→ **Directions**:
Answer with the exact lines of the following material from the one containing "point: tractor front grille" through the one containing "point: silage grass", both end lines included.

:::::

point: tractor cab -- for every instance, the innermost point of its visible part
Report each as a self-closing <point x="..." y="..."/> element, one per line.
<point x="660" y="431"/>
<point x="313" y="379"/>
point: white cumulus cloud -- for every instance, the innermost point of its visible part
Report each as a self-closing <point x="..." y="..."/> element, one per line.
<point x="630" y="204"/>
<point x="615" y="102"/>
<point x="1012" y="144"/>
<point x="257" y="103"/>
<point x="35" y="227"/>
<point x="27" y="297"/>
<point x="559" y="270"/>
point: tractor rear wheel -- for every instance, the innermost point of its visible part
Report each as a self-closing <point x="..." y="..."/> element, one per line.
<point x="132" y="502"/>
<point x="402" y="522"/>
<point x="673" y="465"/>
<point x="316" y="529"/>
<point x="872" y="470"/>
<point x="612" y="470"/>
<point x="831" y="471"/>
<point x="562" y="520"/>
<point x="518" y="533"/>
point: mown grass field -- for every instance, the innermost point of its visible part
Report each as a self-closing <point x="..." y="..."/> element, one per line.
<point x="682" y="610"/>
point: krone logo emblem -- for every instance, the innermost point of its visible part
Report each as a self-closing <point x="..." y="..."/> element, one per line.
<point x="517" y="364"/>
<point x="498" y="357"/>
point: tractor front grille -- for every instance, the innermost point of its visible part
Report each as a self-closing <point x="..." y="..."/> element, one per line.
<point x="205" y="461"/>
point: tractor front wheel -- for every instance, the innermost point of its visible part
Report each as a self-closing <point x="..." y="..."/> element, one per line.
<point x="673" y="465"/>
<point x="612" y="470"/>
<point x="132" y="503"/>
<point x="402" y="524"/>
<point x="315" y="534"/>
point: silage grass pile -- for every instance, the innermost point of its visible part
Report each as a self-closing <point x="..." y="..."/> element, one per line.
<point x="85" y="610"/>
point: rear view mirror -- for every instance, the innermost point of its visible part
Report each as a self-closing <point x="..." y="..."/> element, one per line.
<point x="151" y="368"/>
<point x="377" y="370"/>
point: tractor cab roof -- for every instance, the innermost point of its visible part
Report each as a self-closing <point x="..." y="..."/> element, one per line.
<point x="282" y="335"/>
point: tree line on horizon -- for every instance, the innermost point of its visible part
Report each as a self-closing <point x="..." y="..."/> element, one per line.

:::::

→ **Reply**:
point: tractor front grille -- for every instance, the innermost point of its visible part
Report each as a self-closing <point x="..." y="..."/> element, one per line.
<point x="205" y="461"/>
point: tractor front wheel -- for every instance, the innermost point of its visible part
Report each as a self-closing <point x="..." y="..."/> element, one per line.
<point x="673" y="465"/>
<point x="612" y="470"/>
<point x="132" y="503"/>
<point x="402" y="524"/>
<point x="315" y="534"/>
point: silage grass pile -- for every instance, the innermost point of its visible part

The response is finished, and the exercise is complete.